**SET PROBLEM**: Duplicate the items below, from the line with "cockpit canopy, locate" to the line with "[[313, 279], [115, 274]]", and include both of those lines.

── DATA TO USE ──

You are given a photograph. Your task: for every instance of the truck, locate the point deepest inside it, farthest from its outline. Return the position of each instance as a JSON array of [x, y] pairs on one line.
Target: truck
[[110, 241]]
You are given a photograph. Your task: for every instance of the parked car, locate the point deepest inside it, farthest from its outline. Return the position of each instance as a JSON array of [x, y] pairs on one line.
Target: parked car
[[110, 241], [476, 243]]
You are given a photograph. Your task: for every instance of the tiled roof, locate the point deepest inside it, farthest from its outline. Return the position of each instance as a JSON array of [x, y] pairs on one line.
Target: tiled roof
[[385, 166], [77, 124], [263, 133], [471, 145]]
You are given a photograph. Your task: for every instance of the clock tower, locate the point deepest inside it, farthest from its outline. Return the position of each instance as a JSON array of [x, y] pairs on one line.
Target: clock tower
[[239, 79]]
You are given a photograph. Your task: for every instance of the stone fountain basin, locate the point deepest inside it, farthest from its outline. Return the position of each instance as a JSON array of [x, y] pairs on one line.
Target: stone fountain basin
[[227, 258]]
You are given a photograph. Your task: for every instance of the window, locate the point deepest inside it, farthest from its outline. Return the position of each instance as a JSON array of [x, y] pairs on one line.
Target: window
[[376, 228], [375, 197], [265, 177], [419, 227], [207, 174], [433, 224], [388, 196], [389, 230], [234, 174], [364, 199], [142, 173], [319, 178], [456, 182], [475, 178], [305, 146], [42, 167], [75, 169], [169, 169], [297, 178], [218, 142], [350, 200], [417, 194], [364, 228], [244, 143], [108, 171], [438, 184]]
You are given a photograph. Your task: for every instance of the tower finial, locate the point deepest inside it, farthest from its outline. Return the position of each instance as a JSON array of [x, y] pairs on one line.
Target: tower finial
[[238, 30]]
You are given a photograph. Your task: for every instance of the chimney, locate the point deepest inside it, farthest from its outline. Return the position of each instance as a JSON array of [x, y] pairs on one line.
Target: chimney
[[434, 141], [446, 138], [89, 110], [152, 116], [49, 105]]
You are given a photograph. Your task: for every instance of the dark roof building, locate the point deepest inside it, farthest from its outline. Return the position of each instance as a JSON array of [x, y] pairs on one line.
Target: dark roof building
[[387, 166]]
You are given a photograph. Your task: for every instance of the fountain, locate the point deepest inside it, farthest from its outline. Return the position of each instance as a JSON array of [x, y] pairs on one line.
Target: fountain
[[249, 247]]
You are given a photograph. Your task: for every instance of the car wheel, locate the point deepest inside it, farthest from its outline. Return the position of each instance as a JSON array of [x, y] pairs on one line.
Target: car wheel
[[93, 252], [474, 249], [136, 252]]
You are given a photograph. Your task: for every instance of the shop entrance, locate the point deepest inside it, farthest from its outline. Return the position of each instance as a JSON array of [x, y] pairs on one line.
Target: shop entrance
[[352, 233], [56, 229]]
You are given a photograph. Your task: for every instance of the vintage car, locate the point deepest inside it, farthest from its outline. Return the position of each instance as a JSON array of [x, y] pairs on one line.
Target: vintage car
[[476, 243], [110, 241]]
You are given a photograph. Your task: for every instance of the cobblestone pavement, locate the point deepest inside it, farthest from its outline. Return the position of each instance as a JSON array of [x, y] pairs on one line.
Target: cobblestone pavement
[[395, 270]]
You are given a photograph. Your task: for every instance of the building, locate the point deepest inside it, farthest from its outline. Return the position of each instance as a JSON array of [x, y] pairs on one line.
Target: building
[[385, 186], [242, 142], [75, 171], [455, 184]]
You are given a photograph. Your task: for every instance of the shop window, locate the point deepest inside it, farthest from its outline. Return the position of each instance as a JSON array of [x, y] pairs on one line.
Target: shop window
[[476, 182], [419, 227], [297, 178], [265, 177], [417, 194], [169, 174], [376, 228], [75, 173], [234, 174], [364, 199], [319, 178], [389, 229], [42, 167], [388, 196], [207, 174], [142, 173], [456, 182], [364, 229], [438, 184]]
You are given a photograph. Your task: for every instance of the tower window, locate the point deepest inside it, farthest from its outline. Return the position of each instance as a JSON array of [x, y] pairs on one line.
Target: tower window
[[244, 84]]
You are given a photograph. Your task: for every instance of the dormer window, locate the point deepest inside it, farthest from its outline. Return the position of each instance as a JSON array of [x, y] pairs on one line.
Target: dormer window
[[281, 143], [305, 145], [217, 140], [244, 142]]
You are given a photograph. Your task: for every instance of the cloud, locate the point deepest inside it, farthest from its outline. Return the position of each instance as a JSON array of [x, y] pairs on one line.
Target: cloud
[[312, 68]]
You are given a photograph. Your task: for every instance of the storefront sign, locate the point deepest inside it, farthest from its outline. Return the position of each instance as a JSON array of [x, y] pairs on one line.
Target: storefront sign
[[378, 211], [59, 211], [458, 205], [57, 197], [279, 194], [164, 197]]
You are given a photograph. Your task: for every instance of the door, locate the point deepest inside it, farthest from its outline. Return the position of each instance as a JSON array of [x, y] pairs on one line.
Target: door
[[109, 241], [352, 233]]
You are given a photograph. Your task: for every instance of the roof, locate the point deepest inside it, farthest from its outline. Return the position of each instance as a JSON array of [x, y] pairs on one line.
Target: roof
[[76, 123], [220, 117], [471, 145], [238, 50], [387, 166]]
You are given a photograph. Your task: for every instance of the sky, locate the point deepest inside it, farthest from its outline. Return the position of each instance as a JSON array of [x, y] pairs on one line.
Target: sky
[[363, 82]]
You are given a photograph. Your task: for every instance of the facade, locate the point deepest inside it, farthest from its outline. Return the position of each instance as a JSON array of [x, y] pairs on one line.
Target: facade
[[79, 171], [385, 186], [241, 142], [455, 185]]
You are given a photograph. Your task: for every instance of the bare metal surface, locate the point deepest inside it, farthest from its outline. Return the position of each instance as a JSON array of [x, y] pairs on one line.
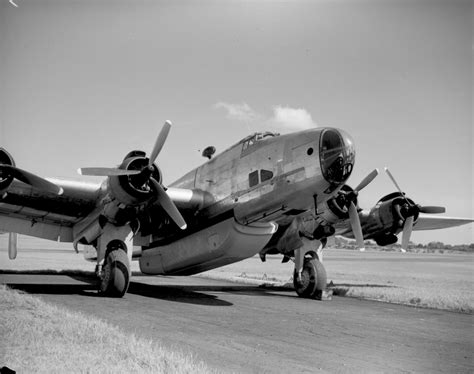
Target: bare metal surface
[[244, 328]]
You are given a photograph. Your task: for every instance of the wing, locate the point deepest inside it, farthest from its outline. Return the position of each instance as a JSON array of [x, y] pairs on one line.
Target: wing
[[30, 211], [431, 222]]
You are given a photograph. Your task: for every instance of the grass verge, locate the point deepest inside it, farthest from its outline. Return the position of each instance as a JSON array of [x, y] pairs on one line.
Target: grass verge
[[40, 337]]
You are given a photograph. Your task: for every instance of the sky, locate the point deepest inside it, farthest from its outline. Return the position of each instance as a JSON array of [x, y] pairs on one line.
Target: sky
[[84, 82]]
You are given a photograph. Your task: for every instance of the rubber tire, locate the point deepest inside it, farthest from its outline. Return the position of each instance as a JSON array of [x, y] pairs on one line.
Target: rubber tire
[[314, 279], [116, 274]]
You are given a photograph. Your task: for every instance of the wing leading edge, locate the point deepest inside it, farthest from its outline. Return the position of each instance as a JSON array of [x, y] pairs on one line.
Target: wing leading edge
[[430, 222]]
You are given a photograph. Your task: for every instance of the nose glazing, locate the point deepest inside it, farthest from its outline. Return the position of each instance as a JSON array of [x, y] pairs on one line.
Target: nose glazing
[[337, 155]]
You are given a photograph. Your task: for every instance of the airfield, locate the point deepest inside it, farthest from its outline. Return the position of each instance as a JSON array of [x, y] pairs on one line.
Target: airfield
[[241, 327]]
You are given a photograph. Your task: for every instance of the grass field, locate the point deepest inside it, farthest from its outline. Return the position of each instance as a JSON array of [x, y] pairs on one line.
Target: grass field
[[42, 338], [443, 281], [439, 280]]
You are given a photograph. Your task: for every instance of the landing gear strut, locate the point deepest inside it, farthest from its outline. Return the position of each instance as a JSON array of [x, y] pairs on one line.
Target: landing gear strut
[[115, 275], [311, 281]]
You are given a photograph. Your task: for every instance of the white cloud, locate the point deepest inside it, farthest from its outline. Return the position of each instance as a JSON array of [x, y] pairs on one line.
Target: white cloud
[[238, 112], [291, 119], [284, 118]]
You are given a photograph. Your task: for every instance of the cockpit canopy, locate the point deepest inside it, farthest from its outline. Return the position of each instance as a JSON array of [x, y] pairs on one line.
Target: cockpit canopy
[[255, 138]]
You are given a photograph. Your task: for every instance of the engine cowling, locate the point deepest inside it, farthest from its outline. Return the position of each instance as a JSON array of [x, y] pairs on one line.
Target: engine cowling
[[387, 218], [5, 179], [132, 190]]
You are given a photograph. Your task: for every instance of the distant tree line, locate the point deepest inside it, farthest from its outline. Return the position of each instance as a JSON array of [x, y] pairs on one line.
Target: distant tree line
[[431, 247]]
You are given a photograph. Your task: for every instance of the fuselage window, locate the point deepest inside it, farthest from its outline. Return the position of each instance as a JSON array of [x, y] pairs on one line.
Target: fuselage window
[[265, 175], [253, 178]]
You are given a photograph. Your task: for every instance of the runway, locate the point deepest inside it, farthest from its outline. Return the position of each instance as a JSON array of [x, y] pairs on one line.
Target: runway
[[244, 328]]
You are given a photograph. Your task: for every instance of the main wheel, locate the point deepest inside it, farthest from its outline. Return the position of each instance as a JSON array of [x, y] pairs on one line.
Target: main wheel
[[313, 279], [115, 274]]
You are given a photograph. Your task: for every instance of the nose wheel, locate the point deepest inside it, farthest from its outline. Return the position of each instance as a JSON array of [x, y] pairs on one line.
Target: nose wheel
[[311, 281]]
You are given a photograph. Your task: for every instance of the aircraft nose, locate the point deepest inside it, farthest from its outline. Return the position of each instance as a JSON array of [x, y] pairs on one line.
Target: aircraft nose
[[337, 155]]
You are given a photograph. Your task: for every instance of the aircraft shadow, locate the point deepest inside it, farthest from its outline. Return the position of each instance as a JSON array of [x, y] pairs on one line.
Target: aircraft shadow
[[181, 294]]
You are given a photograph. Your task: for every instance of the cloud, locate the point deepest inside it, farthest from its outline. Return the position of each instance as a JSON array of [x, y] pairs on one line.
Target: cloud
[[283, 119], [238, 112], [291, 119]]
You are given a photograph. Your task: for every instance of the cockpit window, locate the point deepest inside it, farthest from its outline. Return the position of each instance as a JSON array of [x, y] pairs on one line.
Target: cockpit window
[[253, 178], [337, 158], [250, 140], [265, 175]]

───

**THE RESULT**:
You are given a photograph. Your task: for every instance of the cockpit canopy, locate the point deepest inside it, farthest from its outline. Return the position of each instance as a JSON array of [x, y] pairs on one line.
Target: cockpit canopy
[[255, 138]]
You are given a photograph. Your task: for every instance of the engine cowling, locate the point deepest inside it, farthest from its outline. Return the position of each instance as a JSON array of [x, y] pairs on one line.
Target: engine cowling
[[387, 218], [5, 179], [132, 190]]
You are given a photograph. Your task: for every instance of the distant tree line, locate the point deepest inside it, farthest from its outline. Return the position of each instance as a JSON array of [x, y] pairs on one line.
Target: distant tree line
[[431, 247]]
You are given a photograph. Your task: for every instance of the fuselage window, locate the point deepest inside it, farthest from its outline. Return the position of each instance as a JSON array of [x, y] pairs on one line.
Target: fuselage window
[[265, 175], [253, 178]]
You are given a photograph. Your task: for every instance of the runway, locate the point deepest inside it, farthest from its outline. Return the position of each instance as a JSON array of [x, y] pairs on one line.
Target: runway
[[244, 328]]
You are given a photograph. Your task: for every instance of the main wheel, locate the point deepest inside it, farthest from its outline. Return the position of each instance as a JSON array of [x, y] pairs on one line.
Target: main wheel
[[313, 279], [115, 274]]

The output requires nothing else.